Stated goal =
In the records below, substitute "Points" for every occurrence of "Markers" and reproduce the text with no other changes. Omit the pictures from your output.

Entries =
* * * * * * *

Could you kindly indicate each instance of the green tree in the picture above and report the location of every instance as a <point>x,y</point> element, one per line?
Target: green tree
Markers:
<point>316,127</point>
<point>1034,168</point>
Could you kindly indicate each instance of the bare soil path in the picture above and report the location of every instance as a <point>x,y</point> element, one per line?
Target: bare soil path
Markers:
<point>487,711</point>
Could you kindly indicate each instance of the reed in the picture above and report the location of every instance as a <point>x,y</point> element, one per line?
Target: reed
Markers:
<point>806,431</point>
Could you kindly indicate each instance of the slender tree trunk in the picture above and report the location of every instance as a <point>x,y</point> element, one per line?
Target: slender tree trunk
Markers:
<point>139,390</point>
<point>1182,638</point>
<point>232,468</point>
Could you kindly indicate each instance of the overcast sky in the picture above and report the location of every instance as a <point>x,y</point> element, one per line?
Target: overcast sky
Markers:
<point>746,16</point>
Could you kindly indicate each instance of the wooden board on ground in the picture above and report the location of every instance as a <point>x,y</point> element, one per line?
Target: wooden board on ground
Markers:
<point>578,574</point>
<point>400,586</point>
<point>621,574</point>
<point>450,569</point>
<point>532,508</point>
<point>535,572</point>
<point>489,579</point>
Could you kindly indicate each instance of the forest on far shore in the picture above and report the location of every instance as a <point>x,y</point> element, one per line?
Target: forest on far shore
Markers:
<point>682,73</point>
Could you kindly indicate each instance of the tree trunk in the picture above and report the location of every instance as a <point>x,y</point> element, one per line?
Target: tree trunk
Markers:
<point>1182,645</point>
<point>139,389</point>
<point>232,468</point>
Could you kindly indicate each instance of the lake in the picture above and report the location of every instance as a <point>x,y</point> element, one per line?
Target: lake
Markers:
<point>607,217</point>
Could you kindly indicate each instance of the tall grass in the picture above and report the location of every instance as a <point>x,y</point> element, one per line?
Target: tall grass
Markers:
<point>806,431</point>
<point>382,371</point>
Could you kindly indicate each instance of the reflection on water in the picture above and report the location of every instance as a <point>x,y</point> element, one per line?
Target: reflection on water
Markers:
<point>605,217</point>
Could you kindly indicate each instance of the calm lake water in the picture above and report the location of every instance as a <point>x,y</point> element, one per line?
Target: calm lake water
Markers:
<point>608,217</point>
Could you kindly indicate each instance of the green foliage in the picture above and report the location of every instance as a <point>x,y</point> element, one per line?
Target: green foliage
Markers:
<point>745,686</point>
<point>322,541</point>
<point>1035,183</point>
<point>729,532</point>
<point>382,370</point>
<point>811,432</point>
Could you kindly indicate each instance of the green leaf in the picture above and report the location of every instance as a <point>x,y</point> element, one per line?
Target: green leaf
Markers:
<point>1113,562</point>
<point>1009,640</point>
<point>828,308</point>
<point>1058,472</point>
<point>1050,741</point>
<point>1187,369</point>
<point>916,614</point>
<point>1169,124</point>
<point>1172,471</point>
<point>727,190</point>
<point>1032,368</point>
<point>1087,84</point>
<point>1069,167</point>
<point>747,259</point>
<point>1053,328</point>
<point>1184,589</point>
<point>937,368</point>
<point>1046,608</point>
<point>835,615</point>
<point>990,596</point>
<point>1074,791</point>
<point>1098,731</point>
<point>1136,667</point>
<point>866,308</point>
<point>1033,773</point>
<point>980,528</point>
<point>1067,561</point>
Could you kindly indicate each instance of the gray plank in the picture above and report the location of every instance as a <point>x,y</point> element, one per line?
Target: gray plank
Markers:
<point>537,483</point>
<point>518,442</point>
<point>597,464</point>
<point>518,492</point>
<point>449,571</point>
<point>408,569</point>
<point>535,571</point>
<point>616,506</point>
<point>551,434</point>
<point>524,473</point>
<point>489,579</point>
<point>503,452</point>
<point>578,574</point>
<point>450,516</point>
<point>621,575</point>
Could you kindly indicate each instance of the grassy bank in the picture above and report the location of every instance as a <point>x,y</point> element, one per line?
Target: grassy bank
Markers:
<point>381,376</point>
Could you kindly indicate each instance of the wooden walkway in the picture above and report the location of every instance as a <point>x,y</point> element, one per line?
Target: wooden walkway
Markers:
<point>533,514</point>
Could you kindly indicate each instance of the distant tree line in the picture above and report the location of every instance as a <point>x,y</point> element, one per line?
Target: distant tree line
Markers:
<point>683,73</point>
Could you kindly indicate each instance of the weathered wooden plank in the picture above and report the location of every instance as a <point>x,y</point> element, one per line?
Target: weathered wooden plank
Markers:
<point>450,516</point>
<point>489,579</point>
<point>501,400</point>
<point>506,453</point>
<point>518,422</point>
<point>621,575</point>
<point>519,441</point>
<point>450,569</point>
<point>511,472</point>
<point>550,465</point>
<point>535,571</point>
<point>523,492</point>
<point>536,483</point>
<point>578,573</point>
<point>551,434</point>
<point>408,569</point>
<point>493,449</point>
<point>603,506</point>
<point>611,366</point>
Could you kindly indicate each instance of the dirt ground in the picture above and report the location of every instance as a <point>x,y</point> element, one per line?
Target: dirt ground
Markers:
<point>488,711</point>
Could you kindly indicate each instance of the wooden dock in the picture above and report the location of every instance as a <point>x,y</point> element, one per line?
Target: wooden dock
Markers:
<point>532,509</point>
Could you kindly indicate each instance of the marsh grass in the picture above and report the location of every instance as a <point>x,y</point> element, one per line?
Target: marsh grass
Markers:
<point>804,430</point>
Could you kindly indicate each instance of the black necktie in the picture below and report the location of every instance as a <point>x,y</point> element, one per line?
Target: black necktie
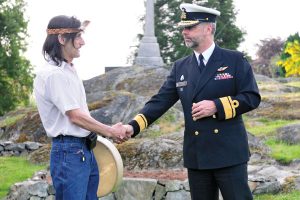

* * * * * * *

Correct result =
Could you kindly indicate each instance of the green tree in the picture above and report the location of every instance as a <point>x,y</point> element, one per line?
Target: green tree
Points:
<point>316,127</point>
<point>1034,168</point>
Could you kindly indicate each instance of the bare soil path in the picture above and report the location of every instance as a <point>x,y</point> element, one per line?
Target: bare soil path
Points:
<point>487,711</point>
Could you kindly indicate each instance of the reed in the picture above and report the location of every instance as a <point>x,y</point> element, one per line?
Target: reed
Points:
<point>806,431</point>
Could you kindly indicate each instance of the slender tree trunk in the picture above and report the location of every instance as a <point>x,y</point> element, one per line?
Target: slender tree trunk
Points:
<point>139,390</point>
<point>1182,638</point>
<point>232,468</point>
Could you kindly indicate each instance of the overcast sky in the picture above and report the location of every instance as a <point>x,y</point> element, one per line?
Target: overcast sky
Points:
<point>746,16</point>
Could you kindly indicate each instance of the wooden board on ground in the picture above and report the location of every instance as a <point>x,y</point> element, one per line?
Target: wooden board on ground
Points:
<point>578,574</point>
<point>400,586</point>
<point>621,574</point>
<point>450,569</point>
<point>532,508</point>
<point>535,572</point>
<point>489,579</point>
Could you kindly indicate each instance of the forest on far shore in the picture above and report the location of every instance as a <point>x,y</point> element, one per line?
Target: forest on far shore
Points:
<point>682,73</point>
Could you kindly indicate each instance of the tree trunk in the picture above and report the location of every instance as a <point>x,y</point> element, one per line?
Target: tree trunk
Points:
<point>1182,645</point>
<point>139,389</point>
<point>232,468</point>
Could you kindly indicate each instance of the lake in the picture above and report the location of every instance as a <point>x,y</point> element, one per line?
Target: lake
Points:
<point>607,217</point>
Could you kindly indicate each instance of the tall grass in the picture above and report the location of every instance as a <point>x,y</point> element, one per line?
Target: tall grass
Points:
<point>806,431</point>
<point>382,371</point>
Could you kindly indicate each instance of the reflection on water in the picture above and report the location of every instance as a <point>x,y</point> element, one per line?
Target: reflection on water
Points:
<point>605,217</point>
Could you kindly indicate each instance of the calm lake water in the picture above and report the location of every instance as a <point>x,y</point> element, one per line?
Target: calm lake water
Points:
<point>608,217</point>
Could you kindly indicate each instance of the green foliage in the picture above and report the location of every instance as a <point>x,y</point> element, one per line?
Target: green foliage
Points:
<point>745,686</point>
<point>322,541</point>
<point>1035,183</point>
<point>729,532</point>
<point>382,370</point>
<point>811,432</point>
Could you kindly indicate each instance of the green leaf in the picture above and report the location of every instance as a <point>x,y</point> element, one per line?
Target: green leaf
Points:
<point>1113,562</point>
<point>1009,640</point>
<point>828,308</point>
<point>1058,472</point>
<point>1050,741</point>
<point>1187,369</point>
<point>916,614</point>
<point>1169,124</point>
<point>1172,471</point>
<point>727,190</point>
<point>1032,368</point>
<point>1087,84</point>
<point>1069,167</point>
<point>747,259</point>
<point>1053,328</point>
<point>1184,589</point>
<point>937,368</point>
<point>1046,608</point>
<point>835,615</point>
<point>990,596</point>
<point>1074,791</point>
<point>1098,731</point>
<point>1136,667</point>
<point>866,308</point>
<point>1033,773</point>
<point>980,528</point>
<point>1067,561</point>
Could you kindly indicate each instance of the gray plank in the picture above and report the location of every instance as a <point>x,y</point> element, one per line?
Target: gray plank
Points:
<point>537,483</point>
<point>518,442</point>
<point>597,464</point>
<point>518,492</point>
<point>449,571</point>
<point>408,569</point>
<point>535,571</point>
<point>616,506</point>
<point>551,434</point>
<point>524,473</point>
<point>489,579</point>
<point>503,452</point>
<point>578,574</point>
<point>450,516</point>
<point>621,575</point>
Could you kindly indicate each instance of the grassy bank in the picture above and report the location of every instance as a <point>x,y</point> element, one per line?
Target: grassy bank
Points:
<point>381,376</point>
Could you kindly indicate each instance of the wooden walkway in the picture above and report the location of every instance as a <point>x,y</point> element, one per line?
Target: wooden walkway
Points:
<point>533,514</point>
Could you kindly indicate each instance of the distant tree line in the picture above and report the location of every instance as a <point>x,y</point> element, one per line?
Target: distant tree line
Points:
<point>683,73</point>
Could you kindly indicate each instance of the weathered wooden plank in the picture above and report the location of every instance as a <point>x,y</point> element, one per line?
Target: weathered wooden plank
Points:
<point>450,516</point>
<point>489,579</point>
<point>501,400</point>
<point>506,453</point>
<point>518,422</point>
<point>621,575</point>
<point>519,441</point>
<point>450,569</point>
<point>511,472</point>
<point>550,465</point>
<point>535,571</point>
<point>523,492</point>
<point>536,483</point>
<point>578,573</point>
<point>551,434</point>
<point>408,569</point>
<point>493,449</point>
<point>603,506</point>
<point>611,366</point>
Could you kindly indicate each instance of the dirt ground in the picture above and report the location of every instance as a <point>x,y</point> element, one per line?
Target: dirt ground
Points:
<point>488,711</point>
Could you kindly indicate each instance of the wooden dock in the picture above and report the location of every instance as a <point>x,y</point> element, one per line?
Target: wooden dock
Points:
<point>532,509</point>
Could you kindly indicate each instance of the marsh grass in the picture above and report the location of every instance as a <point>x,y</point> element, one per line?
Target: marsh grass
Points:
<point>804,430</point>
Could you kindly indicate each instance of the black necktie in the picture below and report the location of every instance as a <point>x,y</point> element, one per line?
Target: black necktie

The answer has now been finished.